# SELECTED PASSAGE:
Archita (Arkeden, Erked) is a village in Romania, part of the commune of Vânători, Mureș County, Transylvania. Traditionally a Transylvanian Saxon town and the site of a fortified church, it is a modern tourist destination, also being on the route of the Via Transilvanica long-distance trail.

==Name==
Archita, the Romanian name of the village, is also known as Arkeden bei Schäßburg in German, while the Hungarian name is Erked. Arkeden bei Schäßburg, or Arkeden in short, could derive its name from the Hungarian toponym Erked or a Germanic anthroponym (Archo or Ercho), its name being first mentioned in 1356 as Erkud. In the Transylvanian Saxon dialect, its name is variously rendered: Ärkeden, Ârkeden or Arkedn.

==History==

Archita within the Schäßburger Stuhl.

Prior to the arrival of the Transylvanian Saxons, the area in which Archita now lies was occupied by the Székely people with an old enclave of Romanians living to the north of the village. It was founded as Arkeden by the Saxons as an agricultural centre. As one of the oldest settlements of the Schäßburger Stuhl (the administrative seat of Sighișoara), it was probably in existence by the end of the 12th century.

From the 14th century onward, the local nobility start to be historically recorded. For example, Nicholas of Archita owned parts of the village.

# PROMPT A:
List the renderings of the village's name in the Transylvanian Saxon dialect that the passage on Archita gives.
# PROMPT B:
Pick up the account of the village of Archita after its last sentence and carry it forward.

Point localization data
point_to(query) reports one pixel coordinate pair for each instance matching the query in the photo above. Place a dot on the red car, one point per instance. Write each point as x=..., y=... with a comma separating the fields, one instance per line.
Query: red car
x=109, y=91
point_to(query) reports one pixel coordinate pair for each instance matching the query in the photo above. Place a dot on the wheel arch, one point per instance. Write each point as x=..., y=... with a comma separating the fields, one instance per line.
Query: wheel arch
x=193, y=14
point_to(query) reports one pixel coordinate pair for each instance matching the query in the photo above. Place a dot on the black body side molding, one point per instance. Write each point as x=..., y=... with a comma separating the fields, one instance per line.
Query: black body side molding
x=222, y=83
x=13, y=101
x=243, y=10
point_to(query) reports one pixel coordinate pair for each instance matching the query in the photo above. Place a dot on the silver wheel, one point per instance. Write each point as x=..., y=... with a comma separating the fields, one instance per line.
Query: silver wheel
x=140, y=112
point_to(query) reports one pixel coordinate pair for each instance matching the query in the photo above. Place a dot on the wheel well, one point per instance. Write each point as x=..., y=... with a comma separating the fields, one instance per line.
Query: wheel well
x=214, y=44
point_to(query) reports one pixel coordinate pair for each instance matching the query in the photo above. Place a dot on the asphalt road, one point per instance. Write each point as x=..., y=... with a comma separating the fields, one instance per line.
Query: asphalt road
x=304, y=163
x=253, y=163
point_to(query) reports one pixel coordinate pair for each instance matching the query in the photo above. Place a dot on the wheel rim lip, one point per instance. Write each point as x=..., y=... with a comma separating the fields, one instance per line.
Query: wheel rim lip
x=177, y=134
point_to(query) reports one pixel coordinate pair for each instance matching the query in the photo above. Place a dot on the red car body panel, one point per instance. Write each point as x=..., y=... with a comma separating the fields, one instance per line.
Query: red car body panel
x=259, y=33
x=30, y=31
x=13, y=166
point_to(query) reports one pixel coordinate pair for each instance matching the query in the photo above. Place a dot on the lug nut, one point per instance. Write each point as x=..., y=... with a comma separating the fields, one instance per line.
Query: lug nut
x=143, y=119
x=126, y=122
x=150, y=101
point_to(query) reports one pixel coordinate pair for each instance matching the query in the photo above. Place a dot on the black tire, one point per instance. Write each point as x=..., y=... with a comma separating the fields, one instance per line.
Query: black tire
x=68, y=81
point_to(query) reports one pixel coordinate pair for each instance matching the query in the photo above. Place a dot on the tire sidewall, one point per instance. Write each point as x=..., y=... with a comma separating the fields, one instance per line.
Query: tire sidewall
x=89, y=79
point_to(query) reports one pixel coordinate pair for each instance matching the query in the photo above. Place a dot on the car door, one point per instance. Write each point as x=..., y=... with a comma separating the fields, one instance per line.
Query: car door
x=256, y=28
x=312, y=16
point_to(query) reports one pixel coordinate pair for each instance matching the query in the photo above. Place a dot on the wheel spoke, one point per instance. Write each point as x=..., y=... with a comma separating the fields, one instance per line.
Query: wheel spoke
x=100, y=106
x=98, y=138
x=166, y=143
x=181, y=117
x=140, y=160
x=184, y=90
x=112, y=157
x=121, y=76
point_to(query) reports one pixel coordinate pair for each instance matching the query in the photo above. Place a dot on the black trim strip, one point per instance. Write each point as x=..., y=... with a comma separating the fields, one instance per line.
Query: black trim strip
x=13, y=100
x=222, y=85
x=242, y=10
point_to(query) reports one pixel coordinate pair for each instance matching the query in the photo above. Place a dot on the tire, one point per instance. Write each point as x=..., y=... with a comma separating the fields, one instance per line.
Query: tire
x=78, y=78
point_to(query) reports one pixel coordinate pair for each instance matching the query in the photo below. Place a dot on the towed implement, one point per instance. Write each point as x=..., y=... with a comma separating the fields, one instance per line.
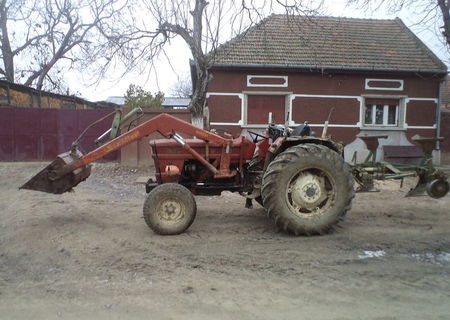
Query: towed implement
x=301, y=180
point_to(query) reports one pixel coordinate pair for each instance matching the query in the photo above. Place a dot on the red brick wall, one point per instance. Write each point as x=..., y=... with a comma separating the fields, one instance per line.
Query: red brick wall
x=346, y=114
x=445, y=132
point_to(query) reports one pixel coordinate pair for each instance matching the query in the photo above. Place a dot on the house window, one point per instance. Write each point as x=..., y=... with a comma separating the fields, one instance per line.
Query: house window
x=381, y=112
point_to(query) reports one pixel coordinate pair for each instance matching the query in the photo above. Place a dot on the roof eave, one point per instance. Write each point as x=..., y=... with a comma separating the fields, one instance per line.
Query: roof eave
x=328, y=68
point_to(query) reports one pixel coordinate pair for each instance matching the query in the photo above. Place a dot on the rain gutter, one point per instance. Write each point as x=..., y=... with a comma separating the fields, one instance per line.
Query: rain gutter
x=323, y=68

# YOUR RESPONSE A:
Ärkeden, Ârkeden, Arkedn

# YOUR RESPONSE B:
It remained a German-speaking settlement until the 1980s when its population, having been reduced to poverty by the communist regime of Nicolae Ceaușescu, emigrated to accept German citizenship. By 2009, there were just three Saxons left in the village and, with some building abandoned, the historic layout of the village is no longer clearly visible.

Recently, the population has been approximately 50% ethnic Romanian and 50% Romani people.

The village is often known on account of its 13th century fortified Lutheran church (a member of the Evangelical Church of Augustan Confession in Romania). There is also a Romanian Orthodox Church in the village whose building dates from 1894.

In May 2011, Prince Charles visited Archita to see the restoration work being carried out by the Maria Nobrega Foundation.